Task goal: Please rewrite everything from the start of the data down to the line containing "pixel 320 267", changing "rock" to "boulder" and leaving all else unchanged.
——
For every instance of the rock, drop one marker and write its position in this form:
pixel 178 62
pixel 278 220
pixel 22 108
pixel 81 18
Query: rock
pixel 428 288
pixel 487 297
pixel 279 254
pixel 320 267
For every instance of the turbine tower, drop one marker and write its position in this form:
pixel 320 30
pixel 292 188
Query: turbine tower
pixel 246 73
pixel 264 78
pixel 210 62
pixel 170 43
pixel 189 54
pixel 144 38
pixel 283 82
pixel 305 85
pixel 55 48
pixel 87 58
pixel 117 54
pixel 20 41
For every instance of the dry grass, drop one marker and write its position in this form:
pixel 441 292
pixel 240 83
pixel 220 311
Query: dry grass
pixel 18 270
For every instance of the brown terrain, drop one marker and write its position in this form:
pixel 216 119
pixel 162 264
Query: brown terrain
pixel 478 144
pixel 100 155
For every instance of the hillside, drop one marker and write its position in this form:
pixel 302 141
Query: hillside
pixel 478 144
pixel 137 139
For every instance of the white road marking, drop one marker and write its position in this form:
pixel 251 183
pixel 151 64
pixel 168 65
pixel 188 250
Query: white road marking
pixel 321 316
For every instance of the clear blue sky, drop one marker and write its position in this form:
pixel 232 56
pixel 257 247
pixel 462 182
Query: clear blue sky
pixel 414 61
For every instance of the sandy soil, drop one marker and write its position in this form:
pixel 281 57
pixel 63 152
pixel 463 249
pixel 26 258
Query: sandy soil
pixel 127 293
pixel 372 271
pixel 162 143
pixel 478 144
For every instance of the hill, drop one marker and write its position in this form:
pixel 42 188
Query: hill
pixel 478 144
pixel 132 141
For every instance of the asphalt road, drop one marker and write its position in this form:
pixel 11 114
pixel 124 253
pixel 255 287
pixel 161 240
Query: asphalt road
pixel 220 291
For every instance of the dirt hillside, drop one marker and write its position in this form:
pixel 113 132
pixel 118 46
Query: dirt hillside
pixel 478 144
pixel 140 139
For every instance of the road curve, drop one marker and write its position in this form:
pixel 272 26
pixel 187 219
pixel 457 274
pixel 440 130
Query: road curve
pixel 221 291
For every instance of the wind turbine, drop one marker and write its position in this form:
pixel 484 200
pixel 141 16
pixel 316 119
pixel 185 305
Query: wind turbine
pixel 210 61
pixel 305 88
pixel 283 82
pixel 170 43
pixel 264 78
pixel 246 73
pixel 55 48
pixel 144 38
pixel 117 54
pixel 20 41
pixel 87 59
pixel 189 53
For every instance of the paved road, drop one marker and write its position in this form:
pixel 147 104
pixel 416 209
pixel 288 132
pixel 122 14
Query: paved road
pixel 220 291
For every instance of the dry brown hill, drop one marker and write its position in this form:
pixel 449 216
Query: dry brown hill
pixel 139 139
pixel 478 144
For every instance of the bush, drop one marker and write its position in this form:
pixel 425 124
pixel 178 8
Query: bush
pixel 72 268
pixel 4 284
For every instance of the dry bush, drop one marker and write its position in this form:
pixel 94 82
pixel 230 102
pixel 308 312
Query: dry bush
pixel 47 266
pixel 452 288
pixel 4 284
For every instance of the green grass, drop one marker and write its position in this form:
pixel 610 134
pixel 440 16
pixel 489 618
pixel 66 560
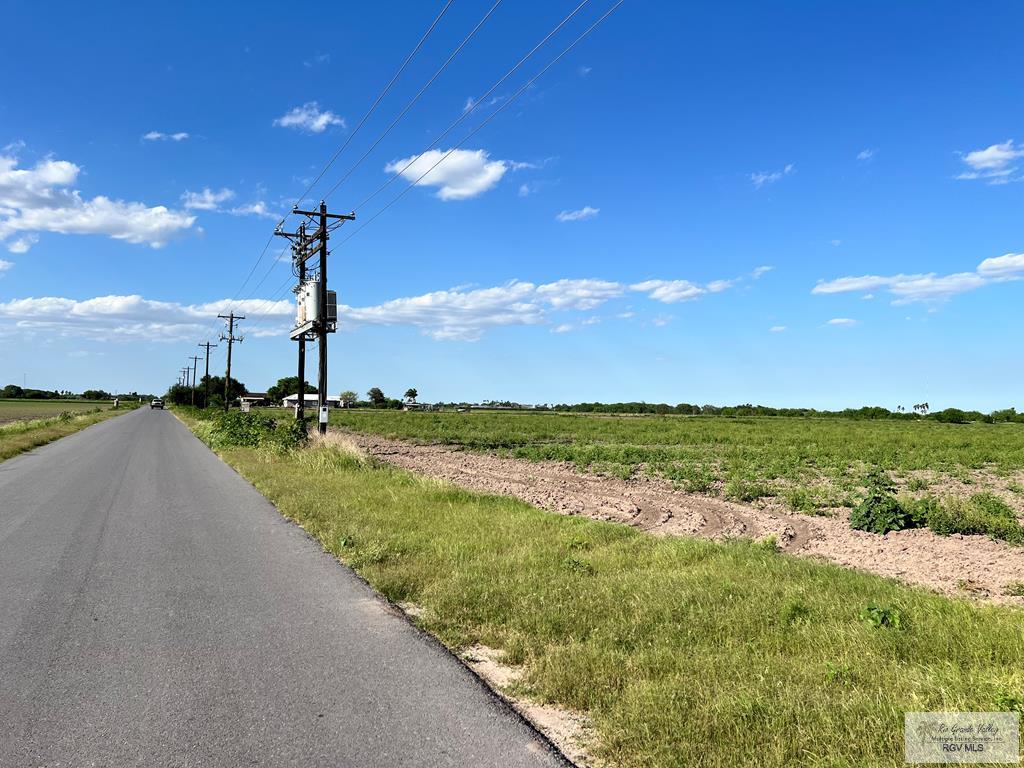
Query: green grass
pixel 22 410
pixel 810 464
pixel 681 650
pixel 18 436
——
Reply:
For every instance of the boulder, drop one marker and write its position in this form:
pixel 178 62
pixel 278 220
pixel 22 108
pixel 81 18
Query: boulder
pixel 428 288
pixel 487 297
pixel 279 254
pixel 320 267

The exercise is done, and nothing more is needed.